### REQUEST
Everything from the line that holds "Point out the fig stem" through the end of the data below should be output exactly, both ends included.

### RECORDED DATA
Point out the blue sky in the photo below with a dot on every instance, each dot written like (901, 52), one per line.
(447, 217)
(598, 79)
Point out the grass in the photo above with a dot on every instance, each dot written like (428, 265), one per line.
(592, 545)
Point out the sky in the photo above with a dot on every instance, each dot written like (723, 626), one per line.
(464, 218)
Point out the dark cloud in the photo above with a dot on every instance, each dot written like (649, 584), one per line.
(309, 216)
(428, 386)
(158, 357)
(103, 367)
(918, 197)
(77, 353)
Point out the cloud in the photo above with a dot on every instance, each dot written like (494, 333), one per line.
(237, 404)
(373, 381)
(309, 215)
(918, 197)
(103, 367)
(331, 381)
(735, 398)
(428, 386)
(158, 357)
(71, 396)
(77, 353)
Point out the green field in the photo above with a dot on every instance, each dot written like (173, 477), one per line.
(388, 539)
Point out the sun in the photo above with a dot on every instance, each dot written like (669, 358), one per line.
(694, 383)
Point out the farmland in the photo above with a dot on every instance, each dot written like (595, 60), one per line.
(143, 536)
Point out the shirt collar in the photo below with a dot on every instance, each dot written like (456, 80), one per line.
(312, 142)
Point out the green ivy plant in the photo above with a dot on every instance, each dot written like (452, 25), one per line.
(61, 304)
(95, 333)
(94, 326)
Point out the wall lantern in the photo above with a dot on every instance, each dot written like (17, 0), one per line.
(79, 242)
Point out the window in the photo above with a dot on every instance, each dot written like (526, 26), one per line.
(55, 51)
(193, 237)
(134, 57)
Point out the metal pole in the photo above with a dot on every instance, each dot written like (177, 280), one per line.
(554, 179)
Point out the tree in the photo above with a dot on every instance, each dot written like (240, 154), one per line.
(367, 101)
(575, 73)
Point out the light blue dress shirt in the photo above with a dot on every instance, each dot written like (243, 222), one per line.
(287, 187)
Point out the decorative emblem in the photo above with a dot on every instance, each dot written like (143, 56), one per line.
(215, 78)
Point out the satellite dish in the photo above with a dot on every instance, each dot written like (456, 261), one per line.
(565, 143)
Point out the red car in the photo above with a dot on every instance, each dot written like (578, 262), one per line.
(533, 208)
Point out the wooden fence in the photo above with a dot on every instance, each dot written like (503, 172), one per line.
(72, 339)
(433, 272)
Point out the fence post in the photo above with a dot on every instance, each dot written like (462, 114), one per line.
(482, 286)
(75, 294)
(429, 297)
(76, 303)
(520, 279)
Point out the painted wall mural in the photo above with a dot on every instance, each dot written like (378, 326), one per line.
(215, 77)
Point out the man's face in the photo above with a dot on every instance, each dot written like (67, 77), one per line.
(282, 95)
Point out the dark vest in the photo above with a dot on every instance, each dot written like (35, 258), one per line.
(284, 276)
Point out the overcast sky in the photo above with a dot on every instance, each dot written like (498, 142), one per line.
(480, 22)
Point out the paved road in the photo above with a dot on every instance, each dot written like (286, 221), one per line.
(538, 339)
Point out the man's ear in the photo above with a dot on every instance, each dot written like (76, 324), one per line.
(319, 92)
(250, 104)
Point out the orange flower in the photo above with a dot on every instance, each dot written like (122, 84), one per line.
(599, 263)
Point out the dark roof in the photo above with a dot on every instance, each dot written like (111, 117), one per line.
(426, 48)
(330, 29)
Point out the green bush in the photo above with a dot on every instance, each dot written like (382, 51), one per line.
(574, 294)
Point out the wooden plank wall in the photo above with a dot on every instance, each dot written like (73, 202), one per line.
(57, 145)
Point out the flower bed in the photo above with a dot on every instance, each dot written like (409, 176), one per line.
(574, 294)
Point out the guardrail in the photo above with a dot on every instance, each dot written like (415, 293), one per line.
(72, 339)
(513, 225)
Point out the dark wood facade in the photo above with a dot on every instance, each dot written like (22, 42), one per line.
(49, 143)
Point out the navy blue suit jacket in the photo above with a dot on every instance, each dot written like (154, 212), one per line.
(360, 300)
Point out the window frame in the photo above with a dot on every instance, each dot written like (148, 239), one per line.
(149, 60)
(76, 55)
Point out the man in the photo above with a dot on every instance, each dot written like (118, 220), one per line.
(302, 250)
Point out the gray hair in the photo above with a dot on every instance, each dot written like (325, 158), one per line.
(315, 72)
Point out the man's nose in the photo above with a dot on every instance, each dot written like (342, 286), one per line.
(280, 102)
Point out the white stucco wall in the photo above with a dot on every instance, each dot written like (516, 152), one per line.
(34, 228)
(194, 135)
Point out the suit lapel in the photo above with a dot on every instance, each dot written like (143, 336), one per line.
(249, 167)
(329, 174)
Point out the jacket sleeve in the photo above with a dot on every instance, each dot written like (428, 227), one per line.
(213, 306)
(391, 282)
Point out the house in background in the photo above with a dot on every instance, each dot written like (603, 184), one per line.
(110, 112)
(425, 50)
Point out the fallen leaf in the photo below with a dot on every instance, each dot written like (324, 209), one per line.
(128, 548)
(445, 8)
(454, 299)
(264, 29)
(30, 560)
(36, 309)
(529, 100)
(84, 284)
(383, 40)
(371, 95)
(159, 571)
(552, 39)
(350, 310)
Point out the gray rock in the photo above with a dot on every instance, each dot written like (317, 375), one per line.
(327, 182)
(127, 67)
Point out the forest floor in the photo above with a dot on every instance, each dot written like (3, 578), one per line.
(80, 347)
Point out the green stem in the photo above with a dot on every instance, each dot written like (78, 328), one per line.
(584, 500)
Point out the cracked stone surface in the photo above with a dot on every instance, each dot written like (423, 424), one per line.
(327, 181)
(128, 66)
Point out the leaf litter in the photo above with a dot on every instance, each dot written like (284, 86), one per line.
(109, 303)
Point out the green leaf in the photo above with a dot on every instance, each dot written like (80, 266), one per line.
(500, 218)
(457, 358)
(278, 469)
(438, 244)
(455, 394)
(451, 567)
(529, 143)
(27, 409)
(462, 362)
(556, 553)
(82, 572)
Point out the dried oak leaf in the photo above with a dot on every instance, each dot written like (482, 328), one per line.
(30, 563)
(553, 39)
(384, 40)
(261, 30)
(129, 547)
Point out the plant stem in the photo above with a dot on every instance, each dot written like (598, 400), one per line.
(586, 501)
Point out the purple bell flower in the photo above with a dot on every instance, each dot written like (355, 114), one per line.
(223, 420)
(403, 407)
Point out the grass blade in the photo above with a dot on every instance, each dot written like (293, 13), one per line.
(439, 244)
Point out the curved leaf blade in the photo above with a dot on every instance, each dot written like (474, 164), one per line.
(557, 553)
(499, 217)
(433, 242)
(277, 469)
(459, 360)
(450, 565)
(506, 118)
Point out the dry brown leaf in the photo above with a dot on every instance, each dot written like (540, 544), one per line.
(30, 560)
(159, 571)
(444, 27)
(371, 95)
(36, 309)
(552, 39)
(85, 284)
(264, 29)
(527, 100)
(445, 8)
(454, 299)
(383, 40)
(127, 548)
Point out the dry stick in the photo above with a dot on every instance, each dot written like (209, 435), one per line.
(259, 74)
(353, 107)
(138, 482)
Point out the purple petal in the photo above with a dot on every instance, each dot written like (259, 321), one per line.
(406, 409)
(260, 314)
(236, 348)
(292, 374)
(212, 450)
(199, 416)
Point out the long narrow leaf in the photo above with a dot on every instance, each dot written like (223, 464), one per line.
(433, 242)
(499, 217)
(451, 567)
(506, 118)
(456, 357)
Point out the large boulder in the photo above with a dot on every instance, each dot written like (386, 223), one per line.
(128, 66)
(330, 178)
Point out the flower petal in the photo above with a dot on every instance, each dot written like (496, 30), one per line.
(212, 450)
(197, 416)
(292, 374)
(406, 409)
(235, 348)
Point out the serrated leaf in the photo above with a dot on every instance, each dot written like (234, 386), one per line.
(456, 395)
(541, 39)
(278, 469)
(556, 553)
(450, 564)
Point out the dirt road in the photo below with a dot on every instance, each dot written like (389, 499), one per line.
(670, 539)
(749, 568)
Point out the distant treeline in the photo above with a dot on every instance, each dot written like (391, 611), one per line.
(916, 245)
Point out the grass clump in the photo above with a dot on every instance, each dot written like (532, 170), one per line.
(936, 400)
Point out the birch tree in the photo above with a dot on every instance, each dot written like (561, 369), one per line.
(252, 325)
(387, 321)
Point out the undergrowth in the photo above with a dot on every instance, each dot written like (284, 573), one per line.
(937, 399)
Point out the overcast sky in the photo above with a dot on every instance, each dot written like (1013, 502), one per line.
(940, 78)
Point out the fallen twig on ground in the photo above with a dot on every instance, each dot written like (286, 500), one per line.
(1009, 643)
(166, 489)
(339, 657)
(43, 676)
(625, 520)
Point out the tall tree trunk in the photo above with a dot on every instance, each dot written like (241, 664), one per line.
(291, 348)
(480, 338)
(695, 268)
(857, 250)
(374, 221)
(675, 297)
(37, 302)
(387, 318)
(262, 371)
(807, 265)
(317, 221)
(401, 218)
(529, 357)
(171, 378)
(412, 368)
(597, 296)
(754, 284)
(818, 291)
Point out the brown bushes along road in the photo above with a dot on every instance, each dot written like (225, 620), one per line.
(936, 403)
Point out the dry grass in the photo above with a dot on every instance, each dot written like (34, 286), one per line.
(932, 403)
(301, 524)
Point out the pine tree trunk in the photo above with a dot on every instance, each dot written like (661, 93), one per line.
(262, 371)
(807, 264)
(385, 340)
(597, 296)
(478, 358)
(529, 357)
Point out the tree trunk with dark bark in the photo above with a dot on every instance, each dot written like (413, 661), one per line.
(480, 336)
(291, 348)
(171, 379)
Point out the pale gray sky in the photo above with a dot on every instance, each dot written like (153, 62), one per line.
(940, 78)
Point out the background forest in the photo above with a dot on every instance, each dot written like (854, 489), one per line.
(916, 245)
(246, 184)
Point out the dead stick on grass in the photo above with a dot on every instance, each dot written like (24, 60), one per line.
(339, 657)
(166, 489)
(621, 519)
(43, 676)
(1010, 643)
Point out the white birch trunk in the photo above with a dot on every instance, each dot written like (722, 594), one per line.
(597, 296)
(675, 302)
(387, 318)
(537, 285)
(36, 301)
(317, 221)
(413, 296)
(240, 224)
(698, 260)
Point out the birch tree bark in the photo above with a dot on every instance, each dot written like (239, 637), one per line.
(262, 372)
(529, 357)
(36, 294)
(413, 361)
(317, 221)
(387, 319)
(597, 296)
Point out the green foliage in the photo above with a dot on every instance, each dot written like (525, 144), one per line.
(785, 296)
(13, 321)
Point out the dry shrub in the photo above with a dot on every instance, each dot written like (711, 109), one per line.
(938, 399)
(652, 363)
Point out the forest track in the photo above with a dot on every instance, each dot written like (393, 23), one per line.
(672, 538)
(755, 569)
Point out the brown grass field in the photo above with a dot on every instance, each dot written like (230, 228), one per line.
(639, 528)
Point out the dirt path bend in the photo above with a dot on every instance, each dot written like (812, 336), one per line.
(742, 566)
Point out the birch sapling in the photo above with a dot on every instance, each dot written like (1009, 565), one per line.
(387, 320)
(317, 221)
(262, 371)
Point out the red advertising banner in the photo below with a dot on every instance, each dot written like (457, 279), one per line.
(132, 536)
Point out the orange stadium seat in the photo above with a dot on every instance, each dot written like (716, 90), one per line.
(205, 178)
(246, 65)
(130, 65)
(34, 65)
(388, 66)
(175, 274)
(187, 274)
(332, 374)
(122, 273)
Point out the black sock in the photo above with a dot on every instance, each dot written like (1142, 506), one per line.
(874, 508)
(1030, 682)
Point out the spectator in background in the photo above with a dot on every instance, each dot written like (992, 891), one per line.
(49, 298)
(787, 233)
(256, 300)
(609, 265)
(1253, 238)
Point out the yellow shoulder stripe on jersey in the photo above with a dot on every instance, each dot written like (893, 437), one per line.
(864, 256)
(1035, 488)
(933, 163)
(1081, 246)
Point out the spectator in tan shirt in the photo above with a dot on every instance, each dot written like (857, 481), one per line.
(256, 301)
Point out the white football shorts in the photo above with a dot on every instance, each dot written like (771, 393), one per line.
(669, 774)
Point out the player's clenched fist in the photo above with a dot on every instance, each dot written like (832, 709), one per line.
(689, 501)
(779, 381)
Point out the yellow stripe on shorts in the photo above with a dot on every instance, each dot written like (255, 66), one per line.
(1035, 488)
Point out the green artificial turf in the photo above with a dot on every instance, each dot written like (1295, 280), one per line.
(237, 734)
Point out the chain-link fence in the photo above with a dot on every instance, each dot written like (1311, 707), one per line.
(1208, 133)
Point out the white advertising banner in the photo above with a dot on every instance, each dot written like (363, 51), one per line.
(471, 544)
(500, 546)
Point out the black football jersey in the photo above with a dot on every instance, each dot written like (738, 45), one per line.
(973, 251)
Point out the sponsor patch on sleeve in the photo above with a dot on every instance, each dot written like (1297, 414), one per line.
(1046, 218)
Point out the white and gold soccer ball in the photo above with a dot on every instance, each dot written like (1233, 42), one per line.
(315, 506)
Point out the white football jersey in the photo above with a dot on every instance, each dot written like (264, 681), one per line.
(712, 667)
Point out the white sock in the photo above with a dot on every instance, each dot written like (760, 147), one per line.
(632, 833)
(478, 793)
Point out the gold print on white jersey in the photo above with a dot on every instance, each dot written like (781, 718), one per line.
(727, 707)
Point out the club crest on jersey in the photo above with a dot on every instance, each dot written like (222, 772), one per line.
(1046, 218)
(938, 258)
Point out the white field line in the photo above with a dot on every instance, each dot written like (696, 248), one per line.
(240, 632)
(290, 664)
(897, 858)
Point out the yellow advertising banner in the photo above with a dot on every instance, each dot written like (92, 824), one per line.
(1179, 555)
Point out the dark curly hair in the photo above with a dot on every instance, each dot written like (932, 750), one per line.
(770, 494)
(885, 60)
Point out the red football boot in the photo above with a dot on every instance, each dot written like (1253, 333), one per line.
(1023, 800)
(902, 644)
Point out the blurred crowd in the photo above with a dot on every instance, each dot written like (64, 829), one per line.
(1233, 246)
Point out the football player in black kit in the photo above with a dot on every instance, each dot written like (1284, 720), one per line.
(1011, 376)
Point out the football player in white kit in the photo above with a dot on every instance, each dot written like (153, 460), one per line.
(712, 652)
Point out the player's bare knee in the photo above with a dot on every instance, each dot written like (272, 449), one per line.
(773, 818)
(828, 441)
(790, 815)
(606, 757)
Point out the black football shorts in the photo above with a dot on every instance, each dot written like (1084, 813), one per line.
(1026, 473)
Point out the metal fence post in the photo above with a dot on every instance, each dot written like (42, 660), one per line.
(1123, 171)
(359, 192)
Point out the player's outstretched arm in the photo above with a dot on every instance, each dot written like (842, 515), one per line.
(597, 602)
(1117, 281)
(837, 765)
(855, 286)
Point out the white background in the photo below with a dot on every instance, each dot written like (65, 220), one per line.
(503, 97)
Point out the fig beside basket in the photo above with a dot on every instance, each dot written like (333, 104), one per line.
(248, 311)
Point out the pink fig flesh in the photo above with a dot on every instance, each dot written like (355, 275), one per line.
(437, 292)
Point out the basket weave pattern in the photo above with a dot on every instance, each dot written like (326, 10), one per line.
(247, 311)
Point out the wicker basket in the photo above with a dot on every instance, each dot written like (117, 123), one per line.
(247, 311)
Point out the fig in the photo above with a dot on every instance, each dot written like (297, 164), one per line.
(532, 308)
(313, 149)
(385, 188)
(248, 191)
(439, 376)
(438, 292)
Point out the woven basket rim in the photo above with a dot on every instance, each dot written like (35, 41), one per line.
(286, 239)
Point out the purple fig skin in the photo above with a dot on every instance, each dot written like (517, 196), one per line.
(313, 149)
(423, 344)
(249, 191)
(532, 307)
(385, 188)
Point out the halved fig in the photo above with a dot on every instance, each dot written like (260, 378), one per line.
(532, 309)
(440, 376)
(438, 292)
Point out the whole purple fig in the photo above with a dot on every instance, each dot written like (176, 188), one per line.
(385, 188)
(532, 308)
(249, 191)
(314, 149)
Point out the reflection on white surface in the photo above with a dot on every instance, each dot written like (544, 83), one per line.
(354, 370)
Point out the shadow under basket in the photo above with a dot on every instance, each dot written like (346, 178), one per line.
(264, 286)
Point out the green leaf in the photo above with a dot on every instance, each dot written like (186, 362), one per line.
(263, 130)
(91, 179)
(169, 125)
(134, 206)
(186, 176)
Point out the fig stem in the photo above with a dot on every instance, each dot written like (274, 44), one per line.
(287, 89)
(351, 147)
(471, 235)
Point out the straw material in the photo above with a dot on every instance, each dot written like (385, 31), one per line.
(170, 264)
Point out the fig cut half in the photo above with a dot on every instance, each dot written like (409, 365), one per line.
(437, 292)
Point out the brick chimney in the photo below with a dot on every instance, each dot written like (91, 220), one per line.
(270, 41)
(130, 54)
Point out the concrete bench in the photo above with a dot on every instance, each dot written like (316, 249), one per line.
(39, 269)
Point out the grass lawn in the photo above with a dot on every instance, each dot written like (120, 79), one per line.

### SOLUTION
Point out the fig stem in the photo above with a dot on every instance, each dot written like (274, 44), one per line.
(287, 89)
(351, 147)
(471, 235)
Point out the straw material in the photo above with a dot on every instance, each dot written like (385, 31), one per line.
(170, 264)
Point out the fig cut half in the photo above with a dot on every instance, each dot written like (409, 365), one per line.
(437, 292)
Point out the brick chimney in the photo below with a dot on every instance, each dot written like (91, 220), one per line.
(270, 41)
(130, 54)
Point out the concrete bench in the photo above with a dot on every instance, each dot written like (316, 249), one per line.
(39, 269)
Point out the grass lawn in the photo above with a dot on every instance, each dot written like (120, 79), one per line.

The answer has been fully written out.